*Aim of the task:*
Can you arrange the lines of the data as a numbered list, starting with its first line and going on through the line containing "Within one instance, a", with any blank lines left out?
--- Begin ---
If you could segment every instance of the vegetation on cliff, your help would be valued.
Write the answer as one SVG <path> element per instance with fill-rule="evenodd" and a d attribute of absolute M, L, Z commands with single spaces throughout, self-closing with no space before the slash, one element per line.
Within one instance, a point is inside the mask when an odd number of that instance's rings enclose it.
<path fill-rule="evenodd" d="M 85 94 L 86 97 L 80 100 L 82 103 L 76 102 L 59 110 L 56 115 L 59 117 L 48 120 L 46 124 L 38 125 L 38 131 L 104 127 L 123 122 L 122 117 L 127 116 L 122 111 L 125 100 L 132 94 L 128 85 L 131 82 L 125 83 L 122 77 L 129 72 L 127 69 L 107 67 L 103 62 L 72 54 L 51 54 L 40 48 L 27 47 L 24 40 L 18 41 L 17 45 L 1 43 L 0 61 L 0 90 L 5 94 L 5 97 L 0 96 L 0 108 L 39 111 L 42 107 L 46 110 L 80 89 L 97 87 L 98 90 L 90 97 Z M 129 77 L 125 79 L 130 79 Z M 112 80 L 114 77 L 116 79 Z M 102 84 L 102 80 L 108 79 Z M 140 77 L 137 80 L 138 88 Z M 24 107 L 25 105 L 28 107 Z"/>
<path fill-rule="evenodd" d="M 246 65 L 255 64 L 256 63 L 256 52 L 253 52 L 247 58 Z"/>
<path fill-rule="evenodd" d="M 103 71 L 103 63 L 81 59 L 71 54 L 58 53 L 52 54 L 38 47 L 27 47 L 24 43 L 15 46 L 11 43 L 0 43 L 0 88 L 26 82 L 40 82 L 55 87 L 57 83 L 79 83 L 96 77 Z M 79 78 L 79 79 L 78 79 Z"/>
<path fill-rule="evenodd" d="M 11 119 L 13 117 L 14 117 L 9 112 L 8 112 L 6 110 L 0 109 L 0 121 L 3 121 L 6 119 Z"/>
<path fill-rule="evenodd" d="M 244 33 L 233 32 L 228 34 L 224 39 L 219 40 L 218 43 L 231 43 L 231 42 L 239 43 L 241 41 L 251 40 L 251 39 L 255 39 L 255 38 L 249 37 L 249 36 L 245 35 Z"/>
--- End ---
*Output of the exercise:*
1. If you could segment every instance of the vegetation on cliff, your help would be valued.
2. Write the answer as one SVG <path> element per instance with fill-rule="evenodd" and a d attribute of absolute M, L, Z commands with single spaces throughout, self-closing with no space before the slash, one element per line.
3. Within one instance, a point is inside the mask when an odd number of that instance's rings enclose it.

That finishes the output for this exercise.